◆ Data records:
-- begin --
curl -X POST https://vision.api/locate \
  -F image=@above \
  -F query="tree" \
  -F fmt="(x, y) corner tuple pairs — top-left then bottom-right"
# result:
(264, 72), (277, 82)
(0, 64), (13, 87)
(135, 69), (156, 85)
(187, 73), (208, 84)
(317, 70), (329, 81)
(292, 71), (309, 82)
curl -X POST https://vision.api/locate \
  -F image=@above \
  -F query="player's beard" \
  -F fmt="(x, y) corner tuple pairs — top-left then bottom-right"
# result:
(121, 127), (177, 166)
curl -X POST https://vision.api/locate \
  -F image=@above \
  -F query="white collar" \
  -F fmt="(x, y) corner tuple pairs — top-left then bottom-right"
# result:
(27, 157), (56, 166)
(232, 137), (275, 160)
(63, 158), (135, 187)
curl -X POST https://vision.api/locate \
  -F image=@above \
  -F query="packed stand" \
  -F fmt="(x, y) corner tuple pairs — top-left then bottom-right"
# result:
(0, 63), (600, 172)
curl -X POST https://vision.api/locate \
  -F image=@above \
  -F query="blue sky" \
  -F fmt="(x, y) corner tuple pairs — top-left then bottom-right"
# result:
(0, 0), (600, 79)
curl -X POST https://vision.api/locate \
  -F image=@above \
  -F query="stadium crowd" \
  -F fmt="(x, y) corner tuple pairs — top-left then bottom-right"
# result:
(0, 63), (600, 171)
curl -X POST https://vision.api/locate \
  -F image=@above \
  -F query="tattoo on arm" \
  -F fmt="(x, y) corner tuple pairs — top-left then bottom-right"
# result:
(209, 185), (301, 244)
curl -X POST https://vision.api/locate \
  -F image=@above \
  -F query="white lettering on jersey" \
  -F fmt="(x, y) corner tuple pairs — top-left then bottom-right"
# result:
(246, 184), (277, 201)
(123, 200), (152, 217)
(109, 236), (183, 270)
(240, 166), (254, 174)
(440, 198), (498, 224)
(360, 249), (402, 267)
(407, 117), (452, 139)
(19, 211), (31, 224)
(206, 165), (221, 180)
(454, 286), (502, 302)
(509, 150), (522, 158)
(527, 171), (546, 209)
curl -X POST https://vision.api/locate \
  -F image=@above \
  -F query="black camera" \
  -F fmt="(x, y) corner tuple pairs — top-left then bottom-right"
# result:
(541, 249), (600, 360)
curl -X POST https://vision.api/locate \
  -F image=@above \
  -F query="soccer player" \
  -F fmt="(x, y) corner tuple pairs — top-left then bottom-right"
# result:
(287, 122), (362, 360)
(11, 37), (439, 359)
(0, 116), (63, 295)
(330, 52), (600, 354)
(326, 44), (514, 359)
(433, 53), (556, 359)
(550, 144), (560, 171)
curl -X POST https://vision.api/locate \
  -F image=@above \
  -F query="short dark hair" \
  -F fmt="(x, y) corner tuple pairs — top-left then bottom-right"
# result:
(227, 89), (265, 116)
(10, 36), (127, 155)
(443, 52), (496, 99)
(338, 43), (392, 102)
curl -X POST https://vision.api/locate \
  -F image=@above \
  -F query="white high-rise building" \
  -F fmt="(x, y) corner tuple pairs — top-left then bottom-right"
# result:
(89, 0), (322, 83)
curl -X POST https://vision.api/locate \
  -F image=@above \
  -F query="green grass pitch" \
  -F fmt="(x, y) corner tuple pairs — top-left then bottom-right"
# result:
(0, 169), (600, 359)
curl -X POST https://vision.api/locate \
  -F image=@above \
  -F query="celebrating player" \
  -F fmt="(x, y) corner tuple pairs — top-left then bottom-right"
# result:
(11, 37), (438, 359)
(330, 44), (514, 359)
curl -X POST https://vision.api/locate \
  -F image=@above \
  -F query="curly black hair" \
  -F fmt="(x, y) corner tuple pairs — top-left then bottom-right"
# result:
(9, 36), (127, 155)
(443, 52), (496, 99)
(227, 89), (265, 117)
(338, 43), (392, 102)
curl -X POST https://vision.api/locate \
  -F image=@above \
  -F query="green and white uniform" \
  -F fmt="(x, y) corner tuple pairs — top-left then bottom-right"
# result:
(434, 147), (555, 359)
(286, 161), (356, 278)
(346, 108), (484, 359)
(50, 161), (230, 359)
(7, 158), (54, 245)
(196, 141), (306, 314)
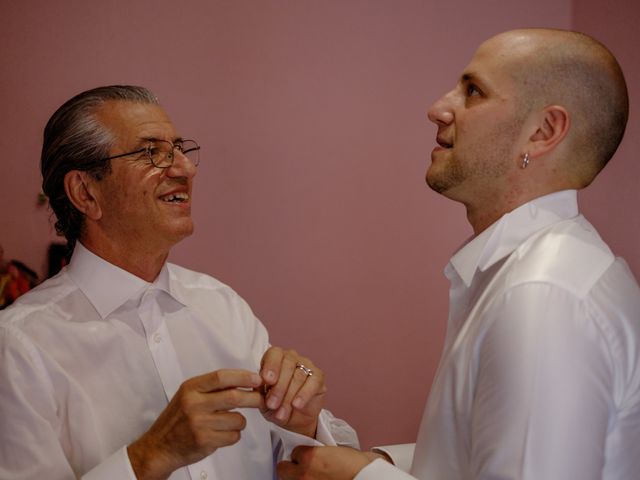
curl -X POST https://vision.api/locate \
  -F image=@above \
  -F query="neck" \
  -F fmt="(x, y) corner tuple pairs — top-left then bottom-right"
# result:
(82, 238), (169, 282)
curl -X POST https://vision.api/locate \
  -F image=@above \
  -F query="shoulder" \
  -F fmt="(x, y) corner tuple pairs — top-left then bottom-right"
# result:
(167, 263), (233, 291)
(0, 269), (79, 326)
(505, 215), (616, 298)
(167, 263), (253, 317)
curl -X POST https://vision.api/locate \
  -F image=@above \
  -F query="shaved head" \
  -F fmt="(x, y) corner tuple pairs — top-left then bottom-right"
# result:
(487, 29), (629, 186)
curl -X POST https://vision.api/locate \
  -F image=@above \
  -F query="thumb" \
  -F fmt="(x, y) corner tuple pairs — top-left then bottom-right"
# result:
(192, 369), (262, 393)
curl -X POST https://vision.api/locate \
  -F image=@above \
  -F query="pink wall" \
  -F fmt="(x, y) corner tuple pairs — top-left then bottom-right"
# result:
(0, 0), (640, 446)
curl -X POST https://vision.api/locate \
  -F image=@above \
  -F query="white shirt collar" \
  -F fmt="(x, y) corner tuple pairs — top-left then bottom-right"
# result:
(67, 242), (176, 318)
(450, 190), (578, 286)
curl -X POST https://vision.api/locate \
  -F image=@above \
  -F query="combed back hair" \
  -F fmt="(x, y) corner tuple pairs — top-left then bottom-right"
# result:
(514, 29), (629, 187)
(40, 85), (158, 251)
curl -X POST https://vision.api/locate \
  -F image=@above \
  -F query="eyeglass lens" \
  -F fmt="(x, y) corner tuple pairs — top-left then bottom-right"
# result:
(147, 140), (200, 168)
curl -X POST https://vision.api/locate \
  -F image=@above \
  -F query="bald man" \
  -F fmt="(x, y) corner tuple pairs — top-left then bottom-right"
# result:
(278, 29), (640, 480)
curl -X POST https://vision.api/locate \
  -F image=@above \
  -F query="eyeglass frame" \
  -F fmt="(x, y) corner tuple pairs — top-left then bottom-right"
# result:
(99, 138), (202, 169)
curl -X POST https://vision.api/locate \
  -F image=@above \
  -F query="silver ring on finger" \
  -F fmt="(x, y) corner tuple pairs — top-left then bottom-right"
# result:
(296, 363), (313, 377)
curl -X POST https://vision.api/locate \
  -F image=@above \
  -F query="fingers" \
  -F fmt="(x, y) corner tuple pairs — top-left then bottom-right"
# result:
(189, 369), (262, 393)
(276, 445), (314, 480)
(261, 347), (326, 422)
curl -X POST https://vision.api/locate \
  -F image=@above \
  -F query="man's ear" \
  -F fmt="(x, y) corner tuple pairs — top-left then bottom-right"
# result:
(64, 170), (102, 220)
(527, 105), (571, 158)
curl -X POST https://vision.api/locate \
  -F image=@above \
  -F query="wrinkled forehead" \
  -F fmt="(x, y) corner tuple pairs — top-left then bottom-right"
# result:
(96, 100), (176, 141)
(462, 32), (535, 89)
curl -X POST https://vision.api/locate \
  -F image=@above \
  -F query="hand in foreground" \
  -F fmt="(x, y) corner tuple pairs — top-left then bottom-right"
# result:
(127, 370), (264, 480)
(260, 347), (327, 438)
(278, 446), (384, 480)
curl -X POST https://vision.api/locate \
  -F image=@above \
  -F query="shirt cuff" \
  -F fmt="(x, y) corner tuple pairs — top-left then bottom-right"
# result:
(316, 410), (360, 449)
(371, 443), (416, 472)
(82, 446), (136, 480)
(353, 458), (416, 480)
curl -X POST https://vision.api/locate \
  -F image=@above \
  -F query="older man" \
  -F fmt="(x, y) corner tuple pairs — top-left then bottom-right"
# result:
(279, 29), (640, 480)
(0, 86), (357, 480)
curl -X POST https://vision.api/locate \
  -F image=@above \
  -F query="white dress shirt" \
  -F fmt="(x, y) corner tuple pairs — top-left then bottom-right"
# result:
(0, 244), (357, 480)
(356, 190), (640, 480)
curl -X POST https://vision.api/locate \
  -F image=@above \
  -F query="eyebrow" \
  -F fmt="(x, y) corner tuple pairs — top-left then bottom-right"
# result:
(140, 136), (184, 143)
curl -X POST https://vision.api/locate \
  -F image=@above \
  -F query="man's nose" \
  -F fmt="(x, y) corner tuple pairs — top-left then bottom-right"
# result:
(167, 148), (198, 178)
(427, 91), (453, 125)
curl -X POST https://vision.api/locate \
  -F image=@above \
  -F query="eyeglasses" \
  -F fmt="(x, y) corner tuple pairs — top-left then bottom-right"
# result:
(102, 140), (200, 168)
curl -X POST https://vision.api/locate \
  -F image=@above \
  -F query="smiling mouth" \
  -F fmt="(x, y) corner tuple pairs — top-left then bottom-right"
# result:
(436, 138), (453, 148)
(160, 192), (189, 203)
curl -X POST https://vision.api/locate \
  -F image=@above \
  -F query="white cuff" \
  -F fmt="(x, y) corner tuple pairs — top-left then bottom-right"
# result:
(82, 446), (136, 480)
(353, 458), (416, 480)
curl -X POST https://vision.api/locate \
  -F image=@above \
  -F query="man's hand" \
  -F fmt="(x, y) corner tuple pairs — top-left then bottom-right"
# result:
(260, 347), (327, 438)
(127, 370), (264, 480)
(278, 446), (383, 480)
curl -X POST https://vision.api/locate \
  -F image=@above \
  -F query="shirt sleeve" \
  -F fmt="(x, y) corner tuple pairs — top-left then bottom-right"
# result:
(372, 443), (416, 472)
(353, 459), (416, 480)
(469, 283), (614, 480)
(82, 447), (136, 480)
(0, 327), (135, 480)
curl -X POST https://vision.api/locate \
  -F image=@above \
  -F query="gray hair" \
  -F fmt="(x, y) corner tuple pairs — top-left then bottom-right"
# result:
(40, 85), (159, 251)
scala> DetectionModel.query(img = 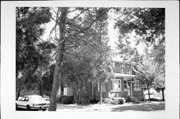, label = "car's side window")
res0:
[24,97,29,101]
[20,97,25,101]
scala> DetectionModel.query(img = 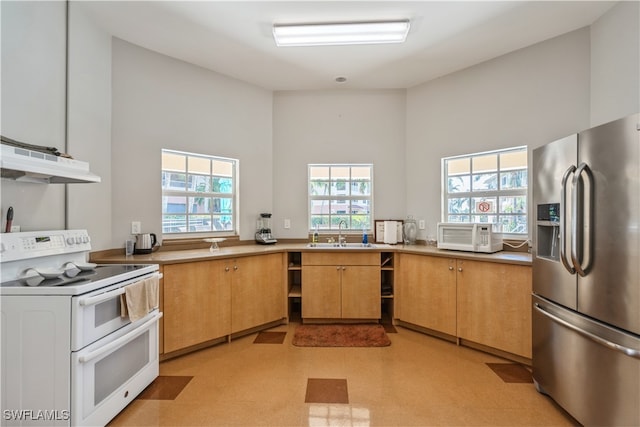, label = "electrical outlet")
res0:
[131,221,142,234]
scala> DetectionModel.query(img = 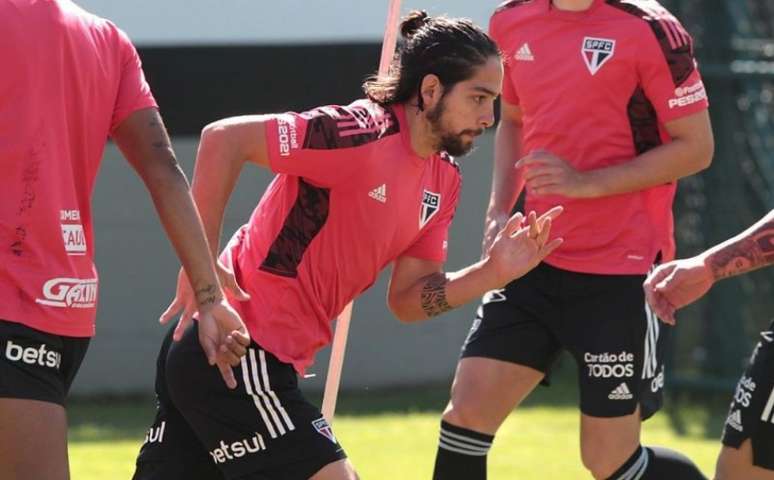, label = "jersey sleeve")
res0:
[110,28,158,132]
[265,106,397,187]
[403,176,460,263]
[489,13,519,105]
[639,17,709,123]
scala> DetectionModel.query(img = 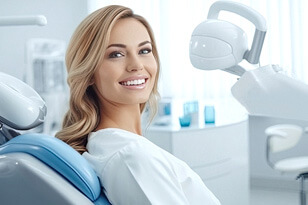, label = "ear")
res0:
[89,77,95,86]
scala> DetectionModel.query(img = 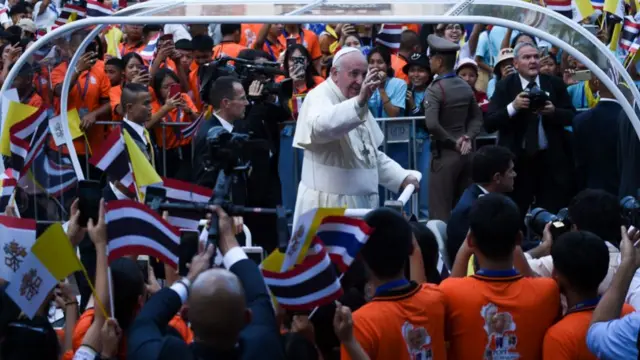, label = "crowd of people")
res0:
[0,0,640,360]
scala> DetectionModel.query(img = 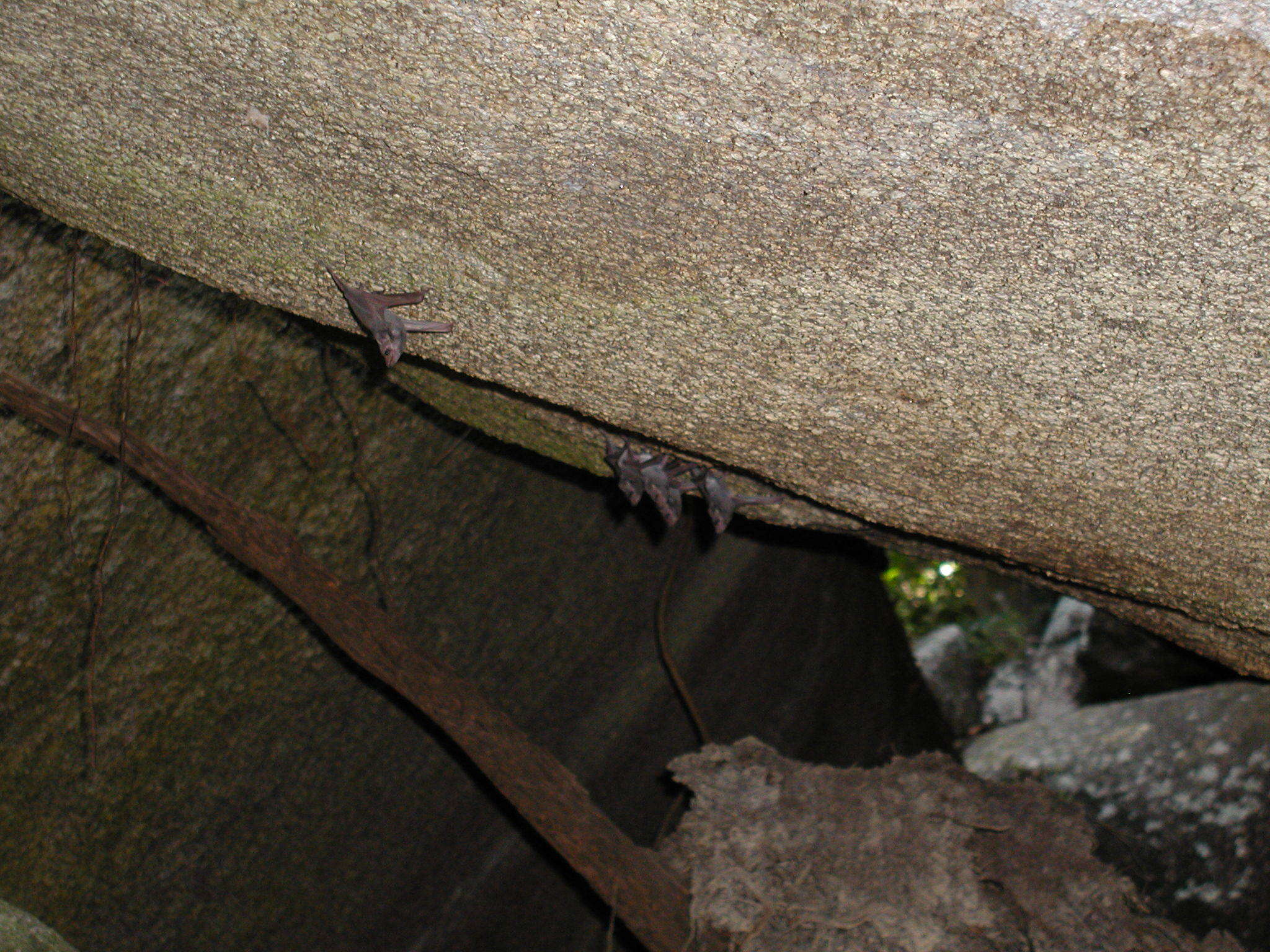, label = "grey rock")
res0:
[964,682,1270,948]
[913,625,987,738]
[0,899,75,952]
[664,738,1240,952]
[983,597,1093,725]
[7,0,1270,676]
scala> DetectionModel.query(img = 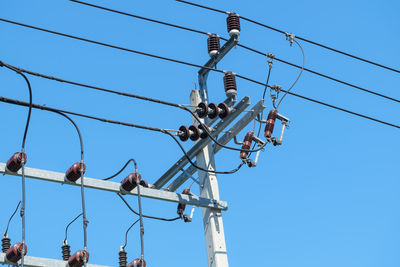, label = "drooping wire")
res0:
[176,0,400,73]
[70,0,400,103]
[64,213,83,242]
[117,193,180,222]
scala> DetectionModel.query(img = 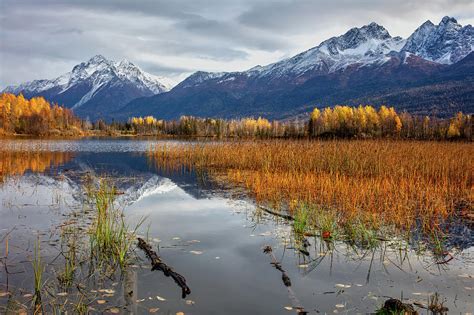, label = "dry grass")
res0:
[0,151,73,183]
[149,140,474,237]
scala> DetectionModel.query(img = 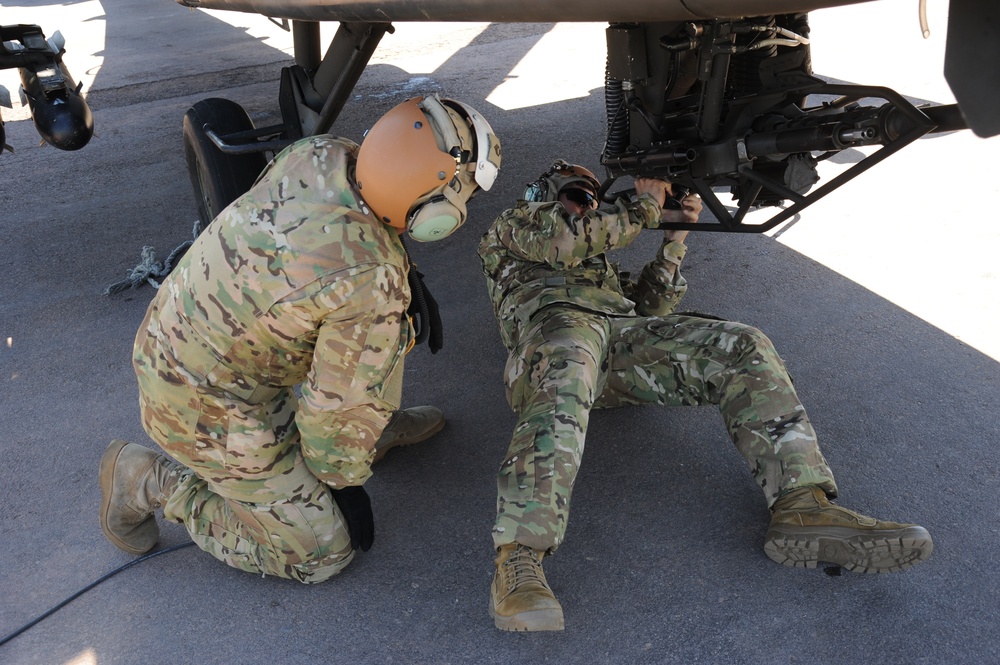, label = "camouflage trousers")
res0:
[139,373,354,584]
[493,306,837,552]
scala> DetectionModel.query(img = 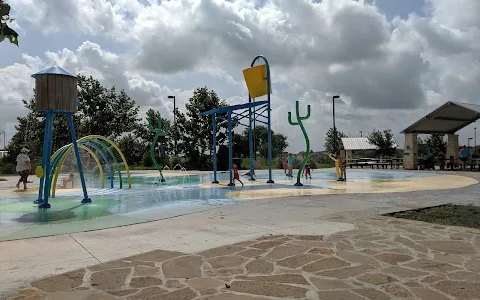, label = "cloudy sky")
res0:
[0,0,480,151]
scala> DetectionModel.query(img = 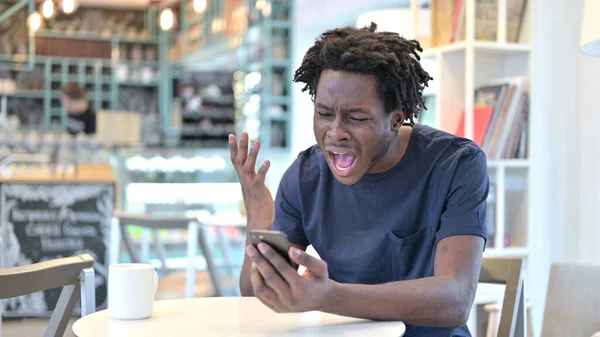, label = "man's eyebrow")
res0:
[315,103,367,113]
-- end --
◆ Problem:
Rescale the listing, beginning at its first line and stopping after the line that contains "(527, 171), (546, 209)", both ends included. Reproduce every line, but multiply each box coordinate in the results by 0.9 and round to whole numbers, with halves rounded up.

◆ Answer in full:
curl -X POST https://vision.api/locate \
  -F image=@above \
  -F query="tree" \
  -F fmt="(x, y) corner tuple pairs — top-left then bottom-right"
# result:
(238, 65), (249, 74)
(0, 58), (12, 78)
(122, 62), (140, 77)
(168, 66), (187, 76)
(285, 63), (296, 73)
(263, 64), (278, 74)
curl -X POST https://vision.api/locate \
  -F image=@above \
  -F query="player's beard" \
  -F fmt="(x, y) corner tuple pairs — top-left then bottom-right"
# result:
(109, 114), (159, 149)
curl -X POST https://vision.api/locate \
  -F image=@above \
  -F query="white collar" \
  -F fmt="(x, y) corner tuple pairs — top-left then bottom-right"
# result:
(24, 141), (50, 149)
(209, 123), (248, 144)
(57, 142), (122, 168)
curl -X POST https://vision.api/locate \
  -F image=@above \
  -F query="packed stand" \
  -F fmt="(x, y) corner tuple pairs — top-left then bottom-right"
# result:
(0, 57), (540, 155)
curl -X POST https://vision.api/locate \
  -F image=@above \
  -F query="blue sky" \
  -F fmt="(x, y) corner tuple pairs — top-left then bottom-right"
# result:
(0, 0), (540, 71)
curl -X POST https://vision.api/locate \
  -F image=@above \
  -F query="stadium crowd" \
  -F fmt="(x, y) corner tuple pairs — top-left then bottom-right"
# result:
(0, 57), (540, 154)
curl -X POST https://vision.api/locate \
  -F image=@above \
  -F query="tattoo on arm" \
  -F fmt="(x, y) corner tuple pairs — top-left then bottom-right"
# result:
(188, 167), (271, 220)
curl -X POST https://vision.api/locate \
  -F image=@above \
  -F query="white lettering on jersey" \
  -F fmt="(x, y) corner tuple pairs — top-left then bottom-right"
# result:
(221, 166), (249, 181)
(111, 180), (137, 195)
(98, 212), (165, 243)
(216, 149), (229, 157)
(396, 178), (448, 202)
(324, 224), (362, 240)
(366, 105), (407, 125)
(17, 190), (28, 202)
(185, 149), (199, 162)
(409, 257), (452, 272)
(458, 135), (470, 142)
(474, 154), (491, 188)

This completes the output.